**EXERCISE DESCRIPTION**
Your response to the data below should hold nothing except the lines from the one containing "find | gloved hand" down to the one containing "find | white table surface", reproduced exactly and without pictures.

*** Opening of LISTED ENTRIES ***

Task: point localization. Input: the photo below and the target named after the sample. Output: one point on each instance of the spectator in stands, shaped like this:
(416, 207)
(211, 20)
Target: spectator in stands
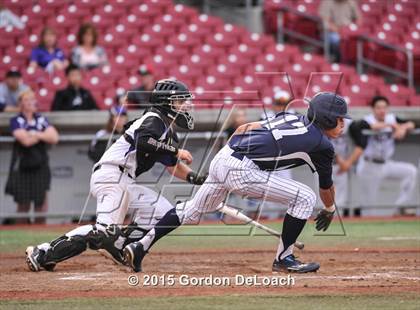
(88, 55)
(376, 164)
(8, 18)
(29, 175)
(237, 118)
(10, 90)
(74, 97)
(115, 125)
(336, 14)
(47, 55)
(140, 96)
(281, 99)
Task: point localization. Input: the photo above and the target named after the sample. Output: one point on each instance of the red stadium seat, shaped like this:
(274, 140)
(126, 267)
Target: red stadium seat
(196, 61)
(183, 40)
(133, 23)
(182, 12)
(257, 40)
(209, 51)
(244, 51)
(207, 22)
(170, 21)
(194, 31)
(111, 11)
(73, 12)
(171, 51)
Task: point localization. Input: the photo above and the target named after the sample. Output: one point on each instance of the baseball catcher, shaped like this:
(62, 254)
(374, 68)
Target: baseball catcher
(147, 140)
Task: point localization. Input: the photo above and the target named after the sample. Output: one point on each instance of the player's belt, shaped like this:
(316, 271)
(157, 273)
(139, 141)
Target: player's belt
(237, 155)
(375, 160)
(122, 169)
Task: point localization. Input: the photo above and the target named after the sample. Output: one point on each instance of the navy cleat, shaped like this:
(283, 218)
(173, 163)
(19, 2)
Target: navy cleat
(117, 256)
(291, 264)
(34, 257)
(133, 255)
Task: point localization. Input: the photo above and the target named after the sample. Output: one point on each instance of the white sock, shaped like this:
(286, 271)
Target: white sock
(147, 240)
(281, 253)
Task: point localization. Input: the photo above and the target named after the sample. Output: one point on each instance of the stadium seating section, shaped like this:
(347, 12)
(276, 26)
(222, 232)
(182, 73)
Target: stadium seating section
(205, 52)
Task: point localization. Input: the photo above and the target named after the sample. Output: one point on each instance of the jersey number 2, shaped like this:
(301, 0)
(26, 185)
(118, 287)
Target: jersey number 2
(299, 127)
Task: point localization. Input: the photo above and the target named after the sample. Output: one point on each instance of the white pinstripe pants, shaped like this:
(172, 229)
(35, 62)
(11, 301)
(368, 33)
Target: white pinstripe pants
(228, 174)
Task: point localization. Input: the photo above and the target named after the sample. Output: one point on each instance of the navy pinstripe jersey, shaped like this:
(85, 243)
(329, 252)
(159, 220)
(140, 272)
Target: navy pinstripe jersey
(287, 141)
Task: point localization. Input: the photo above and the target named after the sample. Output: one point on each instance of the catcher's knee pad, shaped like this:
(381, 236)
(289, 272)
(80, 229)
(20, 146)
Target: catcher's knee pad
(132, 233)
(64, 248)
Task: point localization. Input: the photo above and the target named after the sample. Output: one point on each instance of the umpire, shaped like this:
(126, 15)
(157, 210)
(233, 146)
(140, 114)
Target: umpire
(29, 175)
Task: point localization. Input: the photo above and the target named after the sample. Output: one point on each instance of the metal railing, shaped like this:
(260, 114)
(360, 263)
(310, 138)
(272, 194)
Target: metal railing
(282, 30)
(361, 60)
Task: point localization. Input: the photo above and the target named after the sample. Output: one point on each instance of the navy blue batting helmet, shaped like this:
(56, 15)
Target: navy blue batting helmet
(325, 108)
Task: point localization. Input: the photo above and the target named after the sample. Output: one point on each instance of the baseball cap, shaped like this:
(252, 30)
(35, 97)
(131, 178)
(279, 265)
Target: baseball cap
(281, 97)
(145, 69)
(13, 73)
(118, 110)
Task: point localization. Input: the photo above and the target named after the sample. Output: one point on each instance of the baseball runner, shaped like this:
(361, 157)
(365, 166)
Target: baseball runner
(347, 152)
(147, 140)
(376, 164)
(248, 166)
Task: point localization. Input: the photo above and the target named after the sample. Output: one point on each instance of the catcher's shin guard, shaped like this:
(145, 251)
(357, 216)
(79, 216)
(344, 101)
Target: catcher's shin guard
(78, 240)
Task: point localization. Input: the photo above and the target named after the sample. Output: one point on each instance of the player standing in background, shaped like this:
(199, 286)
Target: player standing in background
(116, 121)
(146, 141)
(376, 164)
(344, 160)
(248, 166)
(281, 99)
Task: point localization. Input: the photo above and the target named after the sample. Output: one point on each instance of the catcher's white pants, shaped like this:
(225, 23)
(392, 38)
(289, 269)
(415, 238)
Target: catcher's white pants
(372, 174)
(228, 174)
(116, 192)
(341, 184)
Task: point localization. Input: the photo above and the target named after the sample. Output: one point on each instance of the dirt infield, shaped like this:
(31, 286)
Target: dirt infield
(91, 275)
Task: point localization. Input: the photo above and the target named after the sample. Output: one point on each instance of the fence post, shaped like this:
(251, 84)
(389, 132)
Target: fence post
(326, 42)
(280, 26)
(410, 68)
(359, 56)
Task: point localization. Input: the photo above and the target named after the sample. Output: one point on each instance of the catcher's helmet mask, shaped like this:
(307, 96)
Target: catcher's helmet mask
(325, 108)
(164, 96)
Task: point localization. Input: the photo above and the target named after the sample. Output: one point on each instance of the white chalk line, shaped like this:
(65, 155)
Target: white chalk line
(398, 238)
(373, 275)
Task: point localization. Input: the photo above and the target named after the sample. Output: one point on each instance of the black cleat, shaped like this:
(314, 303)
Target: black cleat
(133, 255)
(291, 264)
(34, 257)
(117, 256)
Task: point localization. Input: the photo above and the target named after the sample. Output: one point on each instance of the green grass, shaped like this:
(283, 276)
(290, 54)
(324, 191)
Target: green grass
(248, 302)
(357, 234)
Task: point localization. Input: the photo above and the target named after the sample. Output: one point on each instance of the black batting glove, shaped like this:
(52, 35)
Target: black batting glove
(195, 178)
(323, 220)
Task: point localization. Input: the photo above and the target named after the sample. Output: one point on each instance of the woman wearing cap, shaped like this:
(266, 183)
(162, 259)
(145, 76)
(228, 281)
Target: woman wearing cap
(117, 119)
(88, 55)
(29, 176)
(47, 55)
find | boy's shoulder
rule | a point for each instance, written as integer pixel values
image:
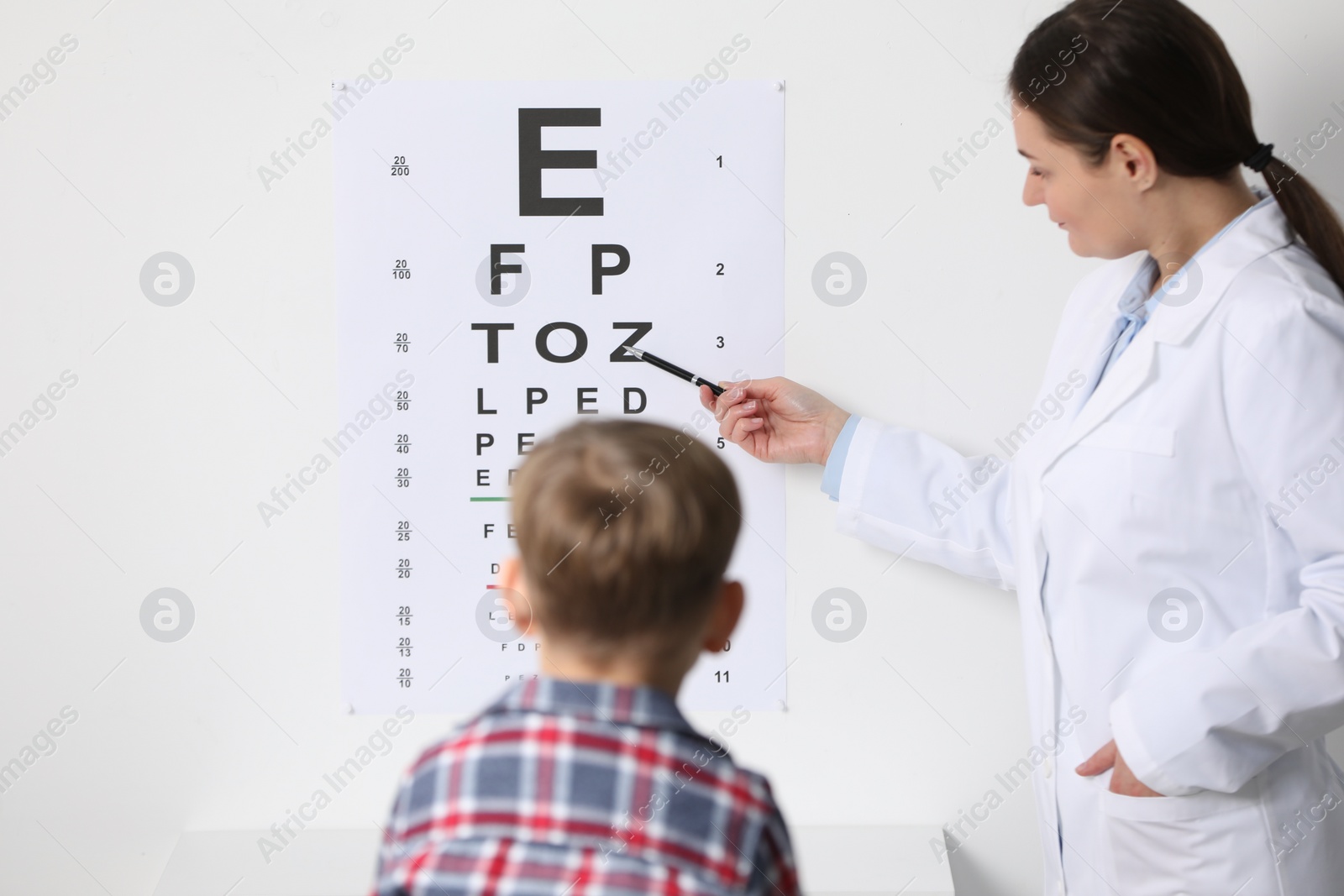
(595, 725)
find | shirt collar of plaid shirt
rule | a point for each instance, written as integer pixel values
(642, 705)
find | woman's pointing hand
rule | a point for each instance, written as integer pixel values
(776, 419)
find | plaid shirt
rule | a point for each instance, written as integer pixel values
(588, 789)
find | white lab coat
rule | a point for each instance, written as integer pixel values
(1207, 459)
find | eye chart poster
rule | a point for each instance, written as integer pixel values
(496, 244)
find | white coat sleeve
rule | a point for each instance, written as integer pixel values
(1214, 719)
(916, 496)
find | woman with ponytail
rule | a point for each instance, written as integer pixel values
(1175, 533)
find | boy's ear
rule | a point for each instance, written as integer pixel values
(511, 579)
(723, 618)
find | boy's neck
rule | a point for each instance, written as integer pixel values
(625, 668)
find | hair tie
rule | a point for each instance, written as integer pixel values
(1258, 159)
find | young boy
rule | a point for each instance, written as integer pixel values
(588, 779)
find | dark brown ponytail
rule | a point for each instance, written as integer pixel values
(1156, 70)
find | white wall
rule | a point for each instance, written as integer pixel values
(183, 418)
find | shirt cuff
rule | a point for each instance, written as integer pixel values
(835, 463)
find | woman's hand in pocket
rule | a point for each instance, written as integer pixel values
(1121, 778)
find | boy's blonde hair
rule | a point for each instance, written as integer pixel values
(624, 530)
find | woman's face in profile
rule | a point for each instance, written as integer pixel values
(1088, 203)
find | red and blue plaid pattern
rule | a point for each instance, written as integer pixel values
(582, 789)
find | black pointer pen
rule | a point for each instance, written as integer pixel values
(672, 369)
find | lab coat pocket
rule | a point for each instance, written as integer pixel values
(1206, 842)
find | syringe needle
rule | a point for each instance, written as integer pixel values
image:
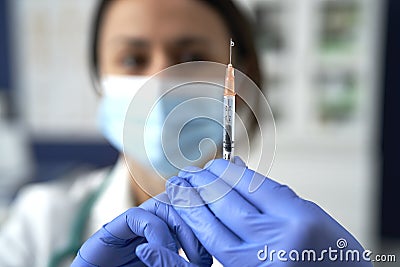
(229, 109)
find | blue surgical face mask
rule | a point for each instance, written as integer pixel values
(165, 130)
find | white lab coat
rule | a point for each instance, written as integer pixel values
(40, 220)
(42, 215)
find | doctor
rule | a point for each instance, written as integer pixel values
(49, 223)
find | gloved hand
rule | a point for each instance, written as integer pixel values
(147, 235)
(271, 226)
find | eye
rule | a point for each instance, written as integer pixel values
(134, 61)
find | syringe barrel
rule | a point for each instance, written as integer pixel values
(230, 80)
(229, 127)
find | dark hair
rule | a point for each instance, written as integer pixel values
(236, 22)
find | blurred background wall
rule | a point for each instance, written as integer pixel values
(331, 76)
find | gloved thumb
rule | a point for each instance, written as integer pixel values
(154, 255)
(238, 161)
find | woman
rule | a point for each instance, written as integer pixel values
(140, 38)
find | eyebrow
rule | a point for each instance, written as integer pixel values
(180, 42)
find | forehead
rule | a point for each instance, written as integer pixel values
(162, 20)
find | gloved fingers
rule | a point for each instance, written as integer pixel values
(238, 161)
(157, 256)
(138, 222)
(207, 228)
(235, 212)
(194, 250)
(270, 197)
(103, 248)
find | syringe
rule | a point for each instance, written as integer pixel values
(229, 109)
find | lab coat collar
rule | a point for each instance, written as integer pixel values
(114, 200)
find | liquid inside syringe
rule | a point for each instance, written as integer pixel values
(229, 110)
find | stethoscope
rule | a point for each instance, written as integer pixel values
(78, 226)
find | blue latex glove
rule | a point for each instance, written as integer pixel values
(143, 236)
(242, 228)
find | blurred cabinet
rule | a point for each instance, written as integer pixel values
(320, 62)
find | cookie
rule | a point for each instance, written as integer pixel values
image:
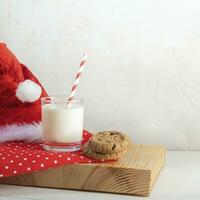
(109, 142)
(100, 156)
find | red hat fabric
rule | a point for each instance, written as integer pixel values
(20, 93)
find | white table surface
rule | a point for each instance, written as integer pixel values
(180, 179)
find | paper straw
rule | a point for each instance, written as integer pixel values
(78, 76)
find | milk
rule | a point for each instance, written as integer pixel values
(62, 123)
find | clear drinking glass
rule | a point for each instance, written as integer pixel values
(62, 124)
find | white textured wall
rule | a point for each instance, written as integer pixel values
(143, 72)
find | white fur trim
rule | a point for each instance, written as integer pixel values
(28, 91)
(14, 132)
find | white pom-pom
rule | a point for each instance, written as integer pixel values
(28, 91)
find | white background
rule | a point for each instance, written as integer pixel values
(143, 72)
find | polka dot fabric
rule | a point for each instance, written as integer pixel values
(18, 158)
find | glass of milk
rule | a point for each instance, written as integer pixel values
(62, 124)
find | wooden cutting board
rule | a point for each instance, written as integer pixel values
(134, 174)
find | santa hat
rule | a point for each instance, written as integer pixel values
(20, 93)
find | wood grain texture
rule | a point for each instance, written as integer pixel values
(134, 174)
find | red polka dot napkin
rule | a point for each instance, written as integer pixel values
(19, 158)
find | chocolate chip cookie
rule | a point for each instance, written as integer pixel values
(109, 142)
(100, 156)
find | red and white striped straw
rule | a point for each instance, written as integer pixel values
(78, 76)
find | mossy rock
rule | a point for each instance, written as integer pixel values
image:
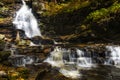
(2, 45)
(4, 55)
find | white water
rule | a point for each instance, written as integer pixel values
(25, 20)
(114, 57)
(62, 57)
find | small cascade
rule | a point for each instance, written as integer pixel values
(68, 60)
(113, 55)
(26, 21)
(21, 60)
(62, 56)
(55, 58)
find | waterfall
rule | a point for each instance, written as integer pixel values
(26, 21)
(66, 58)
(113, 55)
(62, 56)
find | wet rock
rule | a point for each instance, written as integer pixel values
(48, 73)
(4, 55)
(3, 73)
(2, 45)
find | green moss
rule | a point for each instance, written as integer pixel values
(4, 55)
(104, 12)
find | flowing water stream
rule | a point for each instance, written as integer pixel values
(70, 61)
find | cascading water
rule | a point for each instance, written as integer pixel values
(113, 55)
(68, 56)
(25, 20)
(65, 58)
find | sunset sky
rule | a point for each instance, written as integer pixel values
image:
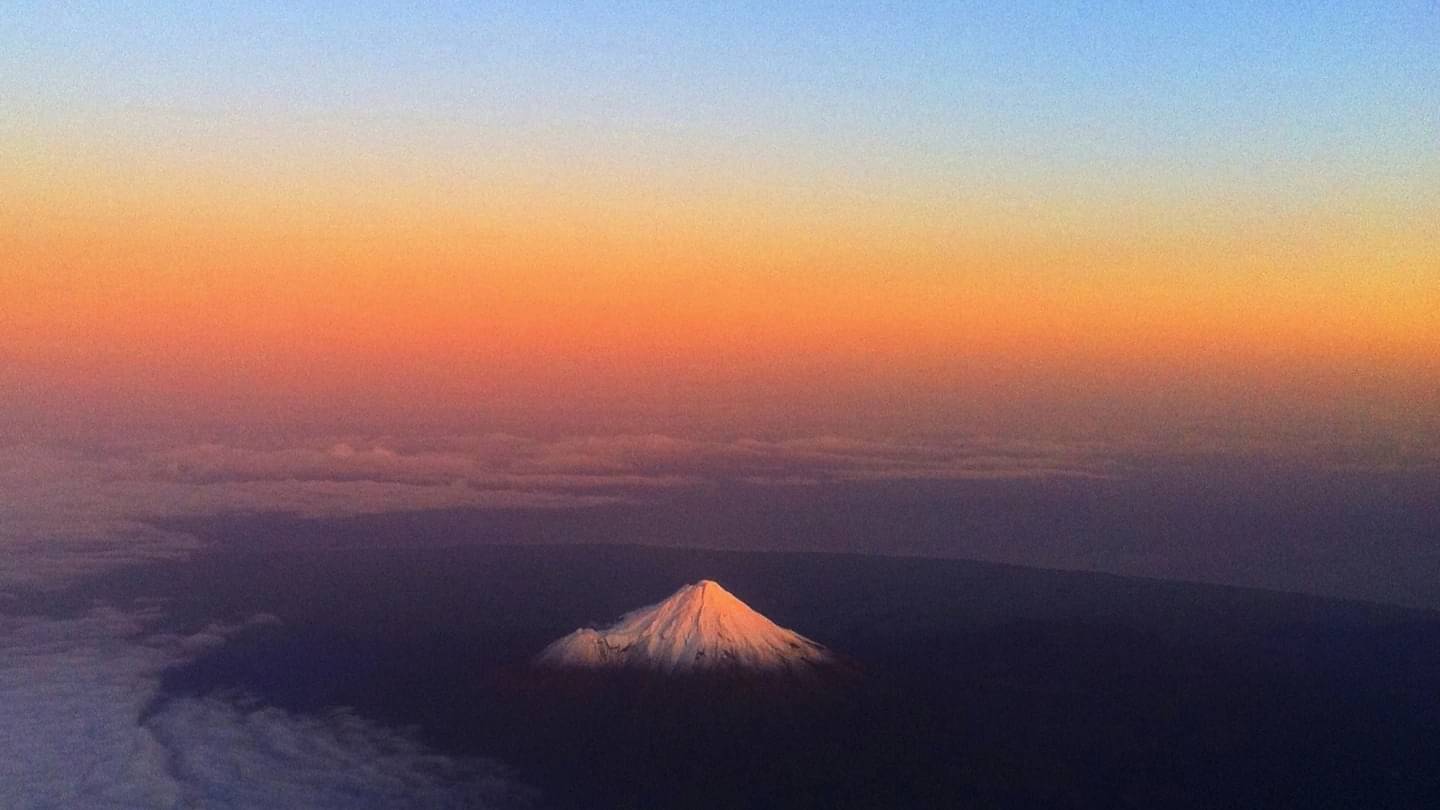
(1105, 219)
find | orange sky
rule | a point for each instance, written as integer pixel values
(170, 261)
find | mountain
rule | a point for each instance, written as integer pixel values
(700, 629)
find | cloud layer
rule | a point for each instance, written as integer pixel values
(66, 512)
(74, 692)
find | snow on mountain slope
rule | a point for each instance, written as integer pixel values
(699, 629)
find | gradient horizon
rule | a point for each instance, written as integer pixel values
(1077, 221)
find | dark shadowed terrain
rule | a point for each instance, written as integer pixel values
(984, 685)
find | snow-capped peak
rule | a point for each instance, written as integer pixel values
(700, 627)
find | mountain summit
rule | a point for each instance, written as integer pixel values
(700, 629)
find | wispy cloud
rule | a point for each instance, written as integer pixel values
(75, 691)
(68, 512)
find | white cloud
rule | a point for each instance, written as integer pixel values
(74, 692)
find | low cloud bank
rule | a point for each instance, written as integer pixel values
(68, 512)
(74, 692)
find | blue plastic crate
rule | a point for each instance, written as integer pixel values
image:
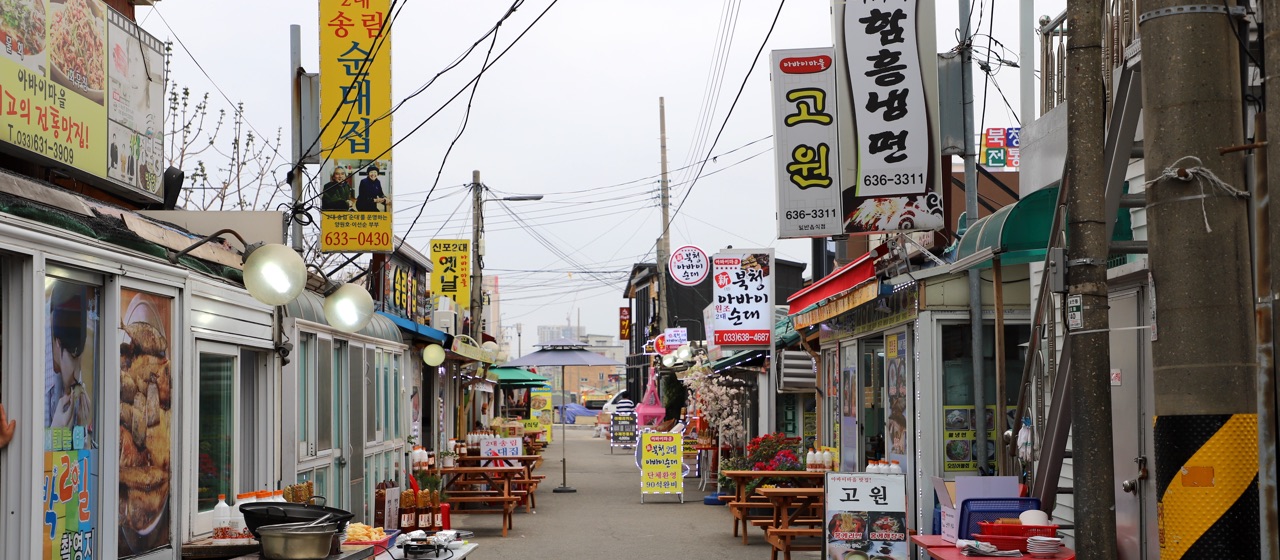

*** Close of LISTED ENTRIES ***

**PROBLEM SOLUTION**
find | gloved hand
rule | a point for each instance, written as integer pixel values
(147, 235)
(271, 226)
find | eye
rule | a point for each instance, written as integer pixel values
(134, 61)
find | syringe barrel
rule | a point for each instance, written as integer pixel values
(230, 80)
(229, 127)
find | dark hair
rule | a point for each instance, written as integer pixel values
(236, 22)
find | blurred background wall
rule | a point for each instance, written as integer pixel values
(331, 76)
find | gloved thumb
rule | a point for each instance, written as integer pixel values
(154, 255)
(238, 161)
find | woman
rule | a point for each instance, written as integer pixel values
(140, 38)
find | eyebrow
rule | a point for each instance, written as integer pixel values
(180, 42)
find | forehead
rule | a point for each instance, written as integer pixel values
(162, 20)
find | gloved fingers
rule | a point for each instance, written as integer pixel values
(238, 161)
(157, 256)
(138, 222)
(207, 228)
(235, 212)
(194, 250)
(270, 197)
(103, 248)
find | syringe
rule | a point for each instance, written as integer pixel values
(229, 109)
find | lab coat collar
rule | a point for each instance, written as integer pixel values
(114, 200)
find | liquid inside syringe
rule | a point for each instance, written as integer pixel values
(229, 110)
find | stethoscope
rule | a point for each instance, written as integer pixel values
(78, 226)
find | blue latex glove
rule | a point for each instance, written as integer pixel values
(143, 236)
(242, 228)
find | blurred cabinet
rule | a point for each instance, written as integer pixel values
(320, 62)
find | cookie
rule | a point for each instance, written as integer pixel values
image:
(109, 142)
(100, 156)
find | red hat fabric
rule | a point for each instance, written as integer pixel values
(20, 93)
find | white table surface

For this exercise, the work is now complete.